Stated exercise: Rewrite the lines below from the one containing "Where can the older" through the end, swapping "older woman" for "elderly woman" and leaving everything else unchanged.

───── Task material

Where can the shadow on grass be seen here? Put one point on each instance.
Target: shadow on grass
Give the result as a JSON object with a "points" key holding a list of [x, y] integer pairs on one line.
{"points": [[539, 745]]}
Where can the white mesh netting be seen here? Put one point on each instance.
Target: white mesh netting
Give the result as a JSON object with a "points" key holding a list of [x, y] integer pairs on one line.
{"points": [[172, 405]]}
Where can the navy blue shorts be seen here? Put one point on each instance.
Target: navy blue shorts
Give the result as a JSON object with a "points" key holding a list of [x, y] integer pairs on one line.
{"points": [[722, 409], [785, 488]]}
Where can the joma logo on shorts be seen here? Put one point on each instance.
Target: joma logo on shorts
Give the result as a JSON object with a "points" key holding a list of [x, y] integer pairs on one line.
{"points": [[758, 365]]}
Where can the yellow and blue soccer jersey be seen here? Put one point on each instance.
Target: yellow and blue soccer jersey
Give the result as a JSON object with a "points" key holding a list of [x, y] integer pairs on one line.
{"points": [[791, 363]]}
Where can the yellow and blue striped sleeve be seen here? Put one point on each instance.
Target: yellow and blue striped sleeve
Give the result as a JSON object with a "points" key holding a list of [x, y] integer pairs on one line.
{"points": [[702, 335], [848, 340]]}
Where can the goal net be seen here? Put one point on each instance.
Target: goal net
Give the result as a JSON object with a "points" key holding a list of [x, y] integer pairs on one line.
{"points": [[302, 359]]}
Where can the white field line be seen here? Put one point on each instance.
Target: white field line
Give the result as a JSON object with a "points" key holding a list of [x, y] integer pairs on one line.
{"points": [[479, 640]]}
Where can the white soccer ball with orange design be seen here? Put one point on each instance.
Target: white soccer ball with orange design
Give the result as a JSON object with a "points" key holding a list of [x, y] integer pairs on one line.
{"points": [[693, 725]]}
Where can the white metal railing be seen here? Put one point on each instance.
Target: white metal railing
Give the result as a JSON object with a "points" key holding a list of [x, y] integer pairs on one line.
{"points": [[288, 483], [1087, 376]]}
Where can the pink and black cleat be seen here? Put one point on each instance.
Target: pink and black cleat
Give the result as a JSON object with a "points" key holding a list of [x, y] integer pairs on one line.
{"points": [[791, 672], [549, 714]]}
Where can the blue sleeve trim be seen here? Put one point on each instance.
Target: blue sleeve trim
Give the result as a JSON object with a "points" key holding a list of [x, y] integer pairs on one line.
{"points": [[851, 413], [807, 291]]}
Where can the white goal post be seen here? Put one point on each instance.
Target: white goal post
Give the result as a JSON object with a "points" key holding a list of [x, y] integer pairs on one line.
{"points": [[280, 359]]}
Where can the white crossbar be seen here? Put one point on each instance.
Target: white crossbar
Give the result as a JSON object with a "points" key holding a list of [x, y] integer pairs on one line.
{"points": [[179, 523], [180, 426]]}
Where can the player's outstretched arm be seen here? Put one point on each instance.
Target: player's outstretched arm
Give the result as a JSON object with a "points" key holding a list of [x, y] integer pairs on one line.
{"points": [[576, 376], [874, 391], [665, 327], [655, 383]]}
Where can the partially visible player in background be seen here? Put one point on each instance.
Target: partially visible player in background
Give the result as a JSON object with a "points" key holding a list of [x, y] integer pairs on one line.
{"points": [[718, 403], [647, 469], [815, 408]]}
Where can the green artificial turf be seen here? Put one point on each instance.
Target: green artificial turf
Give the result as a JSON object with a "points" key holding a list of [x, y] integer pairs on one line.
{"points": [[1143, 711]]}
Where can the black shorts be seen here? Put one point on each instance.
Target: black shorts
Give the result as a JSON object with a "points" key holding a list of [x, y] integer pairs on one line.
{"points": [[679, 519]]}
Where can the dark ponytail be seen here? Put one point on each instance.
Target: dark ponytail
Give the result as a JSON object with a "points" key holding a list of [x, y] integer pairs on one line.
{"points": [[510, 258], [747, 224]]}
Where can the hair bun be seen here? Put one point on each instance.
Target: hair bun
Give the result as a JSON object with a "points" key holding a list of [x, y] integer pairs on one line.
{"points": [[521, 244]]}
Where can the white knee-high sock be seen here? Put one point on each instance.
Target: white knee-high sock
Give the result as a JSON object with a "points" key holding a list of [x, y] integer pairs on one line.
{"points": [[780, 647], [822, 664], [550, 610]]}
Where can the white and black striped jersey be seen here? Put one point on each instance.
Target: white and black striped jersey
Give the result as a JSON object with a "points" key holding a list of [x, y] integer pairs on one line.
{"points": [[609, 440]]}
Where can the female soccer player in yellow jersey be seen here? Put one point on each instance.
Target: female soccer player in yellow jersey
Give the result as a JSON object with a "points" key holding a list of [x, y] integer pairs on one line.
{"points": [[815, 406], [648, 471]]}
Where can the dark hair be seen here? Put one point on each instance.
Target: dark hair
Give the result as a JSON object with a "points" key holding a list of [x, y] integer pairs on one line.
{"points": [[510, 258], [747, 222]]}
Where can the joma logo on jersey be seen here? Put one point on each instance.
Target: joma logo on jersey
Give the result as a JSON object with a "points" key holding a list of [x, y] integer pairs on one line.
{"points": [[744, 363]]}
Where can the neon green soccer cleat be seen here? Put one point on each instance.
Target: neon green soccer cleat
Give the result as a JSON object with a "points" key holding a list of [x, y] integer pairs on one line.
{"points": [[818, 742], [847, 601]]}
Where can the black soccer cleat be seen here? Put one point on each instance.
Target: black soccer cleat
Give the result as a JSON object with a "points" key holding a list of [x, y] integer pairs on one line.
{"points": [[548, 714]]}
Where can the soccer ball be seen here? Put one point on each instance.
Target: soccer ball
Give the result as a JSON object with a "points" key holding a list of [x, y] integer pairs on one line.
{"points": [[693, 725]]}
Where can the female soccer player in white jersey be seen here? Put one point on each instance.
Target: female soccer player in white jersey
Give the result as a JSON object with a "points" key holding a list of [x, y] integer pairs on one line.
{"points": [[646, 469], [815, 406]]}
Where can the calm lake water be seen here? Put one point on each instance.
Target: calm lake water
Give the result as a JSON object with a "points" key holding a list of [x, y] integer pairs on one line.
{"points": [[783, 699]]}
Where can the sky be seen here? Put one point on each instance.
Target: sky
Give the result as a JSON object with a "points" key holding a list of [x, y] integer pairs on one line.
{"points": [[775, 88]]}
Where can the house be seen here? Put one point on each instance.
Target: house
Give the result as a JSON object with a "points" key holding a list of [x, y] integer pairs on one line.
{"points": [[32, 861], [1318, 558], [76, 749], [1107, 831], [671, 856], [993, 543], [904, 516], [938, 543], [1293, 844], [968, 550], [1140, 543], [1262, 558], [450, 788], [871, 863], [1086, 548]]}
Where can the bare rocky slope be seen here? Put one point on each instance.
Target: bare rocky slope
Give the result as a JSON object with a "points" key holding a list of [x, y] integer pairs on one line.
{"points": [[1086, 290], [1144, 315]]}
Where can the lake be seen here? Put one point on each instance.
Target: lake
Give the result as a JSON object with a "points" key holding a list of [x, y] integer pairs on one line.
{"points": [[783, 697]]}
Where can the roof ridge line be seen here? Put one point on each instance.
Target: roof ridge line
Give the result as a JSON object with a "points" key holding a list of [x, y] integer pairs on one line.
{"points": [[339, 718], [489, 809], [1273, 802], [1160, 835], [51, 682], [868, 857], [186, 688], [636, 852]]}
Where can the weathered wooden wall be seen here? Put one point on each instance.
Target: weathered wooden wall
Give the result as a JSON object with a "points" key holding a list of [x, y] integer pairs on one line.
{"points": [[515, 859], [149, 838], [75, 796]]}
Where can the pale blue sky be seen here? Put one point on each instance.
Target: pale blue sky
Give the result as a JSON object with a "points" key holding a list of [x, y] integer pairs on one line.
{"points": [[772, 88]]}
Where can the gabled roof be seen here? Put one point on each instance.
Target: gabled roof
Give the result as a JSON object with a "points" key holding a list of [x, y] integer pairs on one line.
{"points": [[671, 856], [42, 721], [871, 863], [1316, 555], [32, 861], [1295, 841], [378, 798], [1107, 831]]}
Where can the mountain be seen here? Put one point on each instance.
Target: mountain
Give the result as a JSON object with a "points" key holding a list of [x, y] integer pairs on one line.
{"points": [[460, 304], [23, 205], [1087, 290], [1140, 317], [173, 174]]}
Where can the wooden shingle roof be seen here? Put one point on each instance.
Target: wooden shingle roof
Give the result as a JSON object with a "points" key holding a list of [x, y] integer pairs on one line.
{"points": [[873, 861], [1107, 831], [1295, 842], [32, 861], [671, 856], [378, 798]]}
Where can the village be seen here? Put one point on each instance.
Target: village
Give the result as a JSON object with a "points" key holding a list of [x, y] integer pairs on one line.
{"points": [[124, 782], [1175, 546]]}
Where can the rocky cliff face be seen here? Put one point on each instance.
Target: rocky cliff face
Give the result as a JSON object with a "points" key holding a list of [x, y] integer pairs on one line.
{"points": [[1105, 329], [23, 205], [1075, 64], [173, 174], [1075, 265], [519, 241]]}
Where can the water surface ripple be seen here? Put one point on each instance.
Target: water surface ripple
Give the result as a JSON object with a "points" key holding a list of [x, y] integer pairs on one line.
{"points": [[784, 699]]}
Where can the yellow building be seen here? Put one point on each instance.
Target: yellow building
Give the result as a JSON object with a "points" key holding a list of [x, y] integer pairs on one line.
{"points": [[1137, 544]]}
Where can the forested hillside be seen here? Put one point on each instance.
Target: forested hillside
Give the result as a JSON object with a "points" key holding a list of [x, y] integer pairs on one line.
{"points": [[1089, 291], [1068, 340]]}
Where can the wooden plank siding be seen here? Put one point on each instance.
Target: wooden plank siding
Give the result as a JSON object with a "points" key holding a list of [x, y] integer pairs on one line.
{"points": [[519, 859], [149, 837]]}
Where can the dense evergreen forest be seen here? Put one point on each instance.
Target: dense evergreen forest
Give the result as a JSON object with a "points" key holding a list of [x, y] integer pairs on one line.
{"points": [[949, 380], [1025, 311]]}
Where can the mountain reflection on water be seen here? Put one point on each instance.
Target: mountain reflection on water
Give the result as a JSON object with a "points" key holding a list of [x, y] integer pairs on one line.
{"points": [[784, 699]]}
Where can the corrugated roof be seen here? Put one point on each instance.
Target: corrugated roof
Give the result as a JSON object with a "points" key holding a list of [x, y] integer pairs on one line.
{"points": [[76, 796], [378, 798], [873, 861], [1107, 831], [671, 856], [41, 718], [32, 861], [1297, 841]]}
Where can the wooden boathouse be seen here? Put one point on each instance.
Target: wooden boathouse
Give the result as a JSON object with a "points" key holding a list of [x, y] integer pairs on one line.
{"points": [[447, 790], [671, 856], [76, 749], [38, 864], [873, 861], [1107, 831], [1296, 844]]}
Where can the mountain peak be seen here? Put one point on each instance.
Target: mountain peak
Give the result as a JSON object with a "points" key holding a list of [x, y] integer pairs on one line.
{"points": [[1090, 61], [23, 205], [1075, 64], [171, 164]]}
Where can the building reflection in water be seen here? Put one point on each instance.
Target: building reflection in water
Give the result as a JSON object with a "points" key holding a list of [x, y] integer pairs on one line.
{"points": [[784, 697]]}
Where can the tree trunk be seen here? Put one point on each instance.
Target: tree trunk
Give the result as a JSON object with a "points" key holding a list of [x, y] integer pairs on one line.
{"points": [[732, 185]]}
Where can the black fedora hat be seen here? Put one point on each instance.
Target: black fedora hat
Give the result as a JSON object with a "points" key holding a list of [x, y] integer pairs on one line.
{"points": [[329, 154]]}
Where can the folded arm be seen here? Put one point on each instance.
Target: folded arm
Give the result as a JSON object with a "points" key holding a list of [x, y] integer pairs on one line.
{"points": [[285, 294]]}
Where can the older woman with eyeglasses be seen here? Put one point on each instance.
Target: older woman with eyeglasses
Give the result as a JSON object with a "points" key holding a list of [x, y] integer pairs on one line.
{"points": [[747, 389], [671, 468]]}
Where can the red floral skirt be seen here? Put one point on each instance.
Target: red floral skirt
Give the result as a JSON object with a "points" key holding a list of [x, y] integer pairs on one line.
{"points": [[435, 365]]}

──────────

Task response:
Where can the elderly woman with eyeglasses be seen here? Put one point on each instance.
Target: elderly woman with eyeglasses
Give the result as a JSON object with a "points" key holding a list of [x, y] integer pairs on one line.
{"points": [[747, 389], [671, 468]]}
Where can the red floral skirt be seen here? Put one point on each instance.
Target: red floral skirt
Give the result as a JSON object with a "points" key holding a list of [x, y] integer pairs on one line.
{"points": [[435, 365]]}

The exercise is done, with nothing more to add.